(Records)
##############################

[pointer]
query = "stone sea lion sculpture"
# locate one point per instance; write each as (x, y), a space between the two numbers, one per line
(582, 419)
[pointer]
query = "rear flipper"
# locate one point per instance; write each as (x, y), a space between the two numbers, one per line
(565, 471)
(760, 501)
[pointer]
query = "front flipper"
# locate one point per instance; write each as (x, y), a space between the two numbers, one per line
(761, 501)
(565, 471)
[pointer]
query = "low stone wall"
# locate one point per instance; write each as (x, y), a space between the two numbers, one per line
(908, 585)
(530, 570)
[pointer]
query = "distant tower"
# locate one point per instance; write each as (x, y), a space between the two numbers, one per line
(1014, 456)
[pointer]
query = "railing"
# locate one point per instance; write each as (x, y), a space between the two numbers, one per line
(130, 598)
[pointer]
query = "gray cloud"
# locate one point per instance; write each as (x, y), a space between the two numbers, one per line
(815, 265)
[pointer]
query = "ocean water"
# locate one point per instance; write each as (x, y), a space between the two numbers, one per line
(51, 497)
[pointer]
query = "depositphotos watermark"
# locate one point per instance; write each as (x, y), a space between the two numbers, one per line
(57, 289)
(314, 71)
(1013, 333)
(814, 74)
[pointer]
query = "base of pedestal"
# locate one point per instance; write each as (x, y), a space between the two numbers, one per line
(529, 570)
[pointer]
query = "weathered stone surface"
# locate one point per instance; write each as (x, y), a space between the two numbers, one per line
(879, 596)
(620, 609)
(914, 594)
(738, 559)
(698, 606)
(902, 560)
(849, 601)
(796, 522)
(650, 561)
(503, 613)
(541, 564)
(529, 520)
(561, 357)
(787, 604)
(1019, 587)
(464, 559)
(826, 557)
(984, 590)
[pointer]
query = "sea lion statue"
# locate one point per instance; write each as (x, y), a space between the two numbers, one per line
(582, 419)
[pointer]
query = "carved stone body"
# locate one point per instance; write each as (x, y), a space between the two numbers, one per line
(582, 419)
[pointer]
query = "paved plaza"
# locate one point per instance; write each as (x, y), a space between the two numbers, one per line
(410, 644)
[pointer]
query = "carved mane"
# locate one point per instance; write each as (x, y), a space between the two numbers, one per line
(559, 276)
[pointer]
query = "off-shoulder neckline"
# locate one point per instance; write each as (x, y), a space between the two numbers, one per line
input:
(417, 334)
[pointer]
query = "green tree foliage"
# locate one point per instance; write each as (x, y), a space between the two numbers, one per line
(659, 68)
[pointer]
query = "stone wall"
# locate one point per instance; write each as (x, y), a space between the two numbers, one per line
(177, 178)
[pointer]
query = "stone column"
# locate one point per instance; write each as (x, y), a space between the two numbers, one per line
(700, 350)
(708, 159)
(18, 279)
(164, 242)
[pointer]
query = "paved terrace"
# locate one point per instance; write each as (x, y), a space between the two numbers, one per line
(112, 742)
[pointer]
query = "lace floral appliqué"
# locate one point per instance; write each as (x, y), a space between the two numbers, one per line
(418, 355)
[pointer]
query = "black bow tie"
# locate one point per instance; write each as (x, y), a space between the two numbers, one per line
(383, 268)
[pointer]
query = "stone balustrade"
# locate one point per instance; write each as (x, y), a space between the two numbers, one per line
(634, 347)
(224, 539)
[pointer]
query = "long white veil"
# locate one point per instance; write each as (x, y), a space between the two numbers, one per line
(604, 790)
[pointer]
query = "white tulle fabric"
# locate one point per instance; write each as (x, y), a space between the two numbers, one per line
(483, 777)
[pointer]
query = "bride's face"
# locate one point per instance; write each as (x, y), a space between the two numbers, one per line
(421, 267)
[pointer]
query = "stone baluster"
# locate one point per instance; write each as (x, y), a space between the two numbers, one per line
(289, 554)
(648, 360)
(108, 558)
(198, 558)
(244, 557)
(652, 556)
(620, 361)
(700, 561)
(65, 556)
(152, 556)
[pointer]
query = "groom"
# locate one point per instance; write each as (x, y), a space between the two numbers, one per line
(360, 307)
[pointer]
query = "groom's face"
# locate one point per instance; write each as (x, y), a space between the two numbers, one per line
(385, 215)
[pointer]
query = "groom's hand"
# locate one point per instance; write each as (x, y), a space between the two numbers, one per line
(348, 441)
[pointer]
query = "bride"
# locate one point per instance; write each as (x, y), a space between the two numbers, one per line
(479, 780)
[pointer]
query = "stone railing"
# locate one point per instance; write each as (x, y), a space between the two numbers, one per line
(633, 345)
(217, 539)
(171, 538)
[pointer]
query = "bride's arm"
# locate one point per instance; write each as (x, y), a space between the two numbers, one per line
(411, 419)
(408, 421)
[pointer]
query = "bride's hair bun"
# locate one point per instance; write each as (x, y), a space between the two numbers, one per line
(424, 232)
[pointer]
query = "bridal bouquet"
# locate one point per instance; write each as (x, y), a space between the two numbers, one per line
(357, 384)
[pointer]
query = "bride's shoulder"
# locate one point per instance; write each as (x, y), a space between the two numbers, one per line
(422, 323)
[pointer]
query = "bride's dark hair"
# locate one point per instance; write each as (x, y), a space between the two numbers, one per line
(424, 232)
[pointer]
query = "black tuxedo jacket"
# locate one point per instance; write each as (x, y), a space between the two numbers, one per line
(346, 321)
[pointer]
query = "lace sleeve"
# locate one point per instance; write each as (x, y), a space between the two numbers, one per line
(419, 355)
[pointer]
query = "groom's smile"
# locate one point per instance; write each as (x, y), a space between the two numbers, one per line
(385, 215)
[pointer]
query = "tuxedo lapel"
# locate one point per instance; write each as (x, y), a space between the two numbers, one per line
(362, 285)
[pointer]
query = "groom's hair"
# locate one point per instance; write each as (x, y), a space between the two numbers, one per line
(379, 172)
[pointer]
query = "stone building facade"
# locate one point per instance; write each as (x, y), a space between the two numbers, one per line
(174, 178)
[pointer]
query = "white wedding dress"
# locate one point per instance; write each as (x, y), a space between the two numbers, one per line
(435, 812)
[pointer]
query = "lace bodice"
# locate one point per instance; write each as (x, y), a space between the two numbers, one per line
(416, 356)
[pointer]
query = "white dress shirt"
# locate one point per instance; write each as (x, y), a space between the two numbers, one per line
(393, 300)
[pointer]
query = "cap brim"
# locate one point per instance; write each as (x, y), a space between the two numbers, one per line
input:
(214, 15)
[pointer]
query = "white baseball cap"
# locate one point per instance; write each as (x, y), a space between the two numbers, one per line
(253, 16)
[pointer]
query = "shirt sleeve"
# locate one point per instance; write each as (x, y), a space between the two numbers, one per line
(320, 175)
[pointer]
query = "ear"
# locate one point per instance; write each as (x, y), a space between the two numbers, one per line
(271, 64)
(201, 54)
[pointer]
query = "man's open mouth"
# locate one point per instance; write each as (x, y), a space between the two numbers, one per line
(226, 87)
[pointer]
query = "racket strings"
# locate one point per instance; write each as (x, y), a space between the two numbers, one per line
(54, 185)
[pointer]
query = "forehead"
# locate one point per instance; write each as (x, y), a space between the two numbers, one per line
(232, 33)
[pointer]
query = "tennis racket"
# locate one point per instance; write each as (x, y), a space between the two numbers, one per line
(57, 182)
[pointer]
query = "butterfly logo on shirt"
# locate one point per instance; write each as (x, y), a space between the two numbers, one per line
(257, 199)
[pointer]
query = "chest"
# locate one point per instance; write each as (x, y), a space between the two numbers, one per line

##############################

— The problem —
Copy the entries above word for word.

— Result —
[pointer]
query = "stone sea lion sculpture"
# locate one point per instance; write each as (x, y), a space between the two numbers, one per line
(582, 419)
[pointer]
query = "rear flipper"
# locate one point per instance; write each as (x, y), a space between the two numbers, one per line
(565, 471)
(760, 501)
[pointer]
query = "front flipper"
# locate one point per instance; write each as (x, y), a space between the two numbers, one per line
(761, 501)
(565, 471)
[pointer]
query = "low stone wall"
# locate one point per instance; write each as (x, y), a space between the two numbers, one per line
(908, 585)
(530, 570)
[pointer]
query = "distant tower"
# locate one point per instance; write each as (x, y), a space between the two numbers, one per line
(1014, 456)
[pointer]
query = "railing"
# locate one point per instance; write each as (x, y), a space between the two numbers, one per line
(130, 598)
[pointer]
query = "gray cloud"
# locate one point per instance; write each as (x, y), a space between the two numbers, one per line
(815, 265)
[pointer]
query = "ocean water"
# locate one point per instance; write each as (x, y), a space between the two numbers, one per line
(51, 497)
[pointer]
query = "depositphotos watermark"
# locate one point per instance; write each as (x, y), a space between the two numbers, one per line
(57, 289)
(314, 71)
(1013, 333)
(814, 74)
[pointer]
query = "base of pedestal"
# locate one point per instance; write each as (x, y), a space between the two numbers, one per line
(529, 570)
[pointer]
query = "weathered stone surface"
# locate one point per instance; write each as (x, y), a space between the two numbers, one per line
(879, 596)
(620, 609)
(914, 594)
(738, 559)
(698, 606)
(902, 560)
(849, 601)
(796, 522)
(650, 561)
(503, 613)
(541, 564)
(529, 520)
(561, 357)
(787, 604)
(1019, 587)
(464, 559)
(826, 557)
(984, 590)
[pointer]
query = "sea lion statue"
# locate one point per instance; write each as (x, y), a space between the two numbers, one per line
(582, 419)
[pointer]
query = "carved stone body"
# locate one point per instance; write each as (x, y), a space between the two numbers, one per line
(582, 419)
[pointer]
query = "paved plaza"
# locate one point per instance; write each as (x, y), a space between the two numbers, one per line
(410, 644)
[pointer]
query = "carved mane"
# locate one point per instance; write each as (x, y), a space between the two numbers, one per line
(559, 276)
[pointer]
query = "off-shoulder neckline"
# locate one point per instance; write each as (x, y), a space between the two numbers, one per line
input:
(417, 334)
[pointer]
query = "green tree foliage"
# locate one point per instance; write each as (x, y), a space between the two numbers, one per line
(659, 68)
[pointer]
query = "stone wall"
# locate one point per instance; write each as (x, y), a space between the two numbers, one per line
(177, 178)
[pointer]
query = "stone column"
# locate one point per instance; write each as (x, y), a space between the two numbers, one per line
(700, 350)
(708, 159)
(18, 279)
(164, 242)
[pointer]
query = "paved terrace"
# locate one point per instance; write each as (x, y), a space between the two numbers, one per line
(112, 742)
[pointer]
query = "lace floral appliqué"
# locate one point per instance; write each as (x, y), a space between the two numbers, one per line
(418, 355)
[pointer]
query = "black bow tie"
# locate one point per instance; write each as (x, y), a space between the two numbers, one per line
(383, 268)
[pointer]
query = "stone balustrade"
# locate one point per instance; write each as (x, y), a space between the two numbers, one per line
(634, 347)
(224, 539)
[pointer]
query = "long white veil"
# locate one point per instance; write each as (x, y), a space between the two numbers, one per line
(604, 790)
[pointer]
query = "white tulle fabric"
# locate one point per instance; write each as (x, y), a space between the two numbers, one per line
(483, 777)
[pointer]
query = "bride's face"
# locate one point per instance; write each as (x, y), a space between the two numbers, one per line
(421, 267)
[pointer]
query = "stone baluster"
# locate one point per instance; write each as (x, y), a space between the two numbers, one per line
(289, 554)
(648, 360)
(108, 558)
(198, 558)
(244, 557)
(652, 556)
(620, 361)
(700, 561)
(65, 556)
(152, 556)
[pointer]
query = "groom"
# locate one point per instance; write each as (x, y), a space between the two numbers, one per line
(360, 307)
[pointer]
query = "groom's face"
# locate one point per instance; write each as (x, y), a space between the two numbers, one per line
(385, 215)
[pointer]
query = "groom's hand"
# locate one point per instance; write each as (x, y), a space between the two numbers, one per line
(348, 441)
[pointer]
query = "bride"
# locate one point per instance; write each as (x, y), a space between the two numbers, one per line
(479, 780)
[pointer]
query = "stone railing"
# locate one point per instance; write each as (x, y), a space between the two numbers, one per line
(633, 345)
(217, 539)
(171, 538)
[pointer]
query = "bride's arm"
# locate one point per instance; write each as (x, y), a space between the two numbers, one per line
(411, 419)
(408, 421)
[pointer]
query = "bride's hair bun"
# locate one point per instance; write each as (x, y), a space between the two numbers, one per line
(424, 232)
[pointer]
query = "bridal bouquet"
# locate one point per instance; write each as (x, y), a space between the two numbers, one per line
(357, 384)
[pointer]
query = "bride's shoulder"
# locate one point per instance; write each as (x, y), a space between the two numbers, one per line
(422, 323)
[pointer]
query = "bride's dark hair"
# locate one point per instance; write each as (x, y), a space between the two numbers, one per line
(424, 232)
[pointer]
query = "black tuxedo jacket"
# locate one point per instance; write each as (x, y), a space between the two numbers, one per line
(346, 321)
[pointer]
query = "lace sleeve"
# locate one point per instance; write each as (x, y), a space between the two numbers, one per line
(419, 355)
[pointer]
query = "groom's smile"
# locate one point per instance; write each as (x, y), a space between the two numbers, one per line
(385, 215)
[pointer]
query = "tuxedo lapel"
# locate one point per instance; write each as (x, y), a space between the two numbers, one per line
(362, 285)
[pointer]
query = "groom's hair"
# locate one point per instance; write each as (x, y), a space between the two numbers, one per line
(379, 172)
[pointer]
query = "stone building facade"
# locate one point per instance; write each as (x, y), a space between the two numbers, one per line
(174, 178)
[pointer]
query = "white wedding dress"
# locate one point per instance; write each as (x, y), a space between the two numbers, one per line
(435, 812)
[pointer]
query = "lace bodice"
# locate one point per instance; write each as (x, y), a space between the two numbers, one per line
(416, 356)
[pointer]
query = "white dress shirt"
# locate one point per instance; write each as (x, y), a space between the two numbers, one per line
(393, 300)
[pointer]
query = "cap brim"
# locate one point per instance; write each as (x, y), a space between the two numbers, one per line
input:
(214, 15)
[pointer]
query = "white baseball cap"
# locate one point per instance; write each as (x, y), a space between the two numbers, one per line
(253, 16)
[pointer]
query = "shirt sleeve"
# locate one point per instance; write each as (x, y), a space between the two numbers, one per line
(320, 175)
[pointer]
query = "ear"
# locate one point per instance; write each as (x, y), a space between the two numbers, one per line
(271, 64)
(201, 54)
[pointer]
query = "man's open mouth"
# locate one point per instance; write each as (x, y), a space between the two numbers, one per line
(226, 87)
[pointer]
query = "racket strings"
# locate one point per instance; write each as (x, y), a space between the two numbers, one per line
(54, 185)
[pointer]
query = "forehead"
# locate one point per instance; write each as (x, y), a space between the two numbers, one per line
(232, 33)
[pointer]
query = "tennis racket"
# locate one point per instance; write each as (x, y), a space between the two numbers, one per line
(57, 182)
[pointer]
query = "butterfly logo on shirt"
# locate one point per instance; write each as (x, y), a space between the two numbers, one per line
(257, 199)
[pointer]
query = "chest"
# locate one point per instance; write each as (x, y), a space between the two numbers, one per line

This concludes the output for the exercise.